Direction = Copy the listing below word for word, from its first line through the line containing "[[51, 361, 127, 449]]", with that line included.
──────── Listing ────────
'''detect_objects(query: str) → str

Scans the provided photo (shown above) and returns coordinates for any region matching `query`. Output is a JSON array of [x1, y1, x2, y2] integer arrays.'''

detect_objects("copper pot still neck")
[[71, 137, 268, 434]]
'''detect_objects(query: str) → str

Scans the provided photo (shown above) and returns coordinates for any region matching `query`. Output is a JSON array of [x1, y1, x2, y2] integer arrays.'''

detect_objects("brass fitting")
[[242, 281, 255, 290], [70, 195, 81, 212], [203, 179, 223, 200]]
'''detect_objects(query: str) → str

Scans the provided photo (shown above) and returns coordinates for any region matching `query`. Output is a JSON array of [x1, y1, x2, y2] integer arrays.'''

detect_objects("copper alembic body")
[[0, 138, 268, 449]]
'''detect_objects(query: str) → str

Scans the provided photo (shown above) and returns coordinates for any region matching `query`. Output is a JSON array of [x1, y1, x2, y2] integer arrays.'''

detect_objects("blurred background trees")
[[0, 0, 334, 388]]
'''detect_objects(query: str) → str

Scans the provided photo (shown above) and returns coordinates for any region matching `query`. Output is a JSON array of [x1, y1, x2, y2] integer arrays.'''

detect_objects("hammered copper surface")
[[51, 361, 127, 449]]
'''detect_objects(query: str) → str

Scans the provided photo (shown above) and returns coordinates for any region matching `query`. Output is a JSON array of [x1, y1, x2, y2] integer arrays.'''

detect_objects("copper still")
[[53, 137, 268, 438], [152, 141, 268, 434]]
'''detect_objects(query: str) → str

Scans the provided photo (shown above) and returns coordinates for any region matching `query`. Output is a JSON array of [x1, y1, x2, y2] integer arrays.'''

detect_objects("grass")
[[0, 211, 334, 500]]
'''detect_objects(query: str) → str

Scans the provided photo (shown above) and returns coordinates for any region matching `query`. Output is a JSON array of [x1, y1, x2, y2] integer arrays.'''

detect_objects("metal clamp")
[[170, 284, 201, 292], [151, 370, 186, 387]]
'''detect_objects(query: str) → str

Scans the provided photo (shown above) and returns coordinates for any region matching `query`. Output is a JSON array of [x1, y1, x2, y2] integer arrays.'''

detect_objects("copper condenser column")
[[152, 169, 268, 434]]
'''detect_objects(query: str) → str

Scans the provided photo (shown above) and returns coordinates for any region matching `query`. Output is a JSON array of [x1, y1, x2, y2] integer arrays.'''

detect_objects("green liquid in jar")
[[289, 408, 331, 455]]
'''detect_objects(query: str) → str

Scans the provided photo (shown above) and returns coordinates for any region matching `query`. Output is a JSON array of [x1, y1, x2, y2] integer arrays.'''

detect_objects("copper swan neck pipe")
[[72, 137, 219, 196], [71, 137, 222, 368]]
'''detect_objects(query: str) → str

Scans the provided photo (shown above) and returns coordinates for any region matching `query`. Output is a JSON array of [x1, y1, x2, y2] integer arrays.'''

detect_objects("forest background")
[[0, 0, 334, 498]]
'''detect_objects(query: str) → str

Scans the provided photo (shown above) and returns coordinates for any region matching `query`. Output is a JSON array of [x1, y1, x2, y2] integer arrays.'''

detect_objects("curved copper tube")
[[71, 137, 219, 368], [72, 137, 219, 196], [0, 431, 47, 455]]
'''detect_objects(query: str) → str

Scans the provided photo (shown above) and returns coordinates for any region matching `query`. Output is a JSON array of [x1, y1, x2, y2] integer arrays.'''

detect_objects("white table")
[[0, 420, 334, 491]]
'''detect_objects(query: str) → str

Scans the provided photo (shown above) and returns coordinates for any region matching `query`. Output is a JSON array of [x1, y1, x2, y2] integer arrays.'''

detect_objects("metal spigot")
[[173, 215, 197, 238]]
────────
Answer to this problem =
'''detect_objects(query: str) → str

Scans the provided photo (shown above) and returns coordinates for any region matching `query`. Output is a JSON array of [x1, y1, x2, y2] integer arrays.'''

detect_objects("copper pot still neck")
[[71, 137, 268, 434]]
'''detect_objects(query: str) → str

Scans the provided photo (shown above) and returns coordinates for any region matching `query`. Output is a JSON array of [x1, y1, x2, y2] integer arrays.'''

detect_objects("brass fitting")
[[242, 281, 255, 290], [70, 195, 81, 212], [203, 179, 223, 200]]
'''detect_objects(query: str) → str

Scans the provided photo (shown above) and returns coordinates for any region matching `query`. Output is a JSON array of [x1, y1, x2, y2] integer arrays.'''

detect_objects("copper alembic body")
[[0, 138, 268, 449]]
'''detect_objects(query: str) → str

Scans the provided photo (shown above) and returns coordinates for any region matching `query`. Output is a JSON array of [x1, y1, x2, y2] integer arrays.'''

detect_objects("blurred background trees")
[[0, 0, 334, 388]]
'''detect_objects(query: str) → str

Scans the provided photo (shown above) and returns coordinates for any region matching `query`. Output is a JSON array of [x1, y1, x2, y2] integer arrays.'''

detect_objects("hammered copper surface")
[[51, 361, 127, 449]]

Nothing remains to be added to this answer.